* _Provided passage_
[Start of section]

That's probably why they have so much ridership.
mode share even in tokyo is only 51% - they have a lot of work they can do. That 51% is likely just going to work, cities rarely collect data for other trips but those matter and are places to work on.
Even somewhere which is lauded as having "good" public transport such as London and its actually not good in real life situations. Yes its great and all to visit London or Amsterdam or Berlin or whatever on vacation when you don't have Real Life (TM) responsibilities to worry about and you're only ever shuffling around the most central tourist areas and attractions with no real time pressures etc.
But realistically unless you put train lines literally everywhere there are roads now, and have non-stop trains shuttling around all day every day that turn up every 3 minutes, public transport is going to be terrible for day to day living for most people simply because it doesn't go where you need it to go, when you need it.
I think the 15 minute city proponents are deluding themselves. Yes it is a nice dream that everything is a 15 minute walk away (...presumably on a warm sunny day when you have no time pressures), but really when it comes down to actual day to day living its kinda ridiculous - so you're going to have offices, nurseries, primary schools, secondary schools, universities, doctors, dentists, hospitals, grocery stores, vets, hardware stores, gyms, libraries, churches, synagogues, mosques, cinemas, restaurants, bars, art galleries etc etc - all the things we need for day to day living and life in general - repeated every mile or two so that people can walk to them within 15 mins?
That is absurd.
You just cant have that density of things like major hospitals or universities for example. Ah but then we add public transport links they say! But then you're back to where we are currently with a "good" public transport system actually being expensive and a pain in the ass to use because it can't be a direct link to every single possible place in the urban graph so it ends up meaning in reality you walk 5-10 minutes to reach a stop, wait 5-10 minutes for something to turn up, pay £3.50 to ride for 10-15 minutes, potentially change buses or train/metro/tram lines (including the 5-10 minute wait for that to arrive), get out, walk another 5-10 minutes etc, when if you had just driven it would have taken 5 minutes and you don't need to carry back 18kg of groceries on the return journey that also costs you £3.50 as well and also takes just as long except now everyone else on the bus/train/tram hates you because you're taking up the space of 4 passengers with your shopping bags and you're banging into them. And let's not even start with the weather.
Tokyo with it's huge sprawl seems like the absolute antithesis of a 15 minute city.

[End of section]

* _Information shown_

[Start of section]

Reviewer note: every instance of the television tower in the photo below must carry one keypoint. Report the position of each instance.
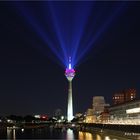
(70, 73)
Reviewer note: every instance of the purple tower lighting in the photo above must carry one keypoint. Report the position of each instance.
(70, 73)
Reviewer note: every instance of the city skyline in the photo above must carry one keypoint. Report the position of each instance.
(33, 83)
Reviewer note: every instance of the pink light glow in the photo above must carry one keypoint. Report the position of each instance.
(70, 71)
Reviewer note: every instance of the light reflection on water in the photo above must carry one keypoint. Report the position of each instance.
(85, 136)
(70, 135)
(47, 133)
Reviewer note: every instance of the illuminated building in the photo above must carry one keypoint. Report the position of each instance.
(90, 118)
(124, 96)
(70, 73)
(98, 105)
(130, 109)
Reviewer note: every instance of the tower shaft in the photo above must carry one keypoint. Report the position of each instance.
(70, 103)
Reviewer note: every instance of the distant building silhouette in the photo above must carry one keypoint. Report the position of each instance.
(124, 96)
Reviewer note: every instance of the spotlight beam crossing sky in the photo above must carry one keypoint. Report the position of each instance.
(36, 35)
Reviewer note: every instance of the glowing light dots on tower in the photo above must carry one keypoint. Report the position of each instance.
(70, 73)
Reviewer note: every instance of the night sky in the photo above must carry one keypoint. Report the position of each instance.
(32, 79)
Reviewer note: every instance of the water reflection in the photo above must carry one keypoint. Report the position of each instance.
(46, 133)
(107, 138)
(98, 137)
(85, 136)
(70, 135)
(11, 133)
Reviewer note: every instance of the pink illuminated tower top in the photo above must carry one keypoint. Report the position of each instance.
(69, 72)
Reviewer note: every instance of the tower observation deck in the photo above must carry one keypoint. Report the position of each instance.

[End of section]

* _Directions_
Rewrite the passage on 15-minute cities, starting at "I think the" and ending at "That is absurd.", with "grocery stores" swapped for "supermarkets".

* _Written reply_
I think the 15 minute city proponents are deluding themselves. Yes it is a nice dream that everything is a 15 minute walk away (...presumably on a warm sunny day when you have no time pressures), but really when it comes down to actual day to day living its kinda ridiculous - so you're going to have offices, nurseries, primary schools, secondary schools, universities, doctors, dentists, hospitals, supermarkets, vets, hardware stores, gyms, libraries, churches, synagogues, mosques, cinemas, restaurants, bars, art galleries etc etc - all the things we need for day to day living and life in general - repeated every mile or two so that people can walk to them within 15 mins?
That is absurd.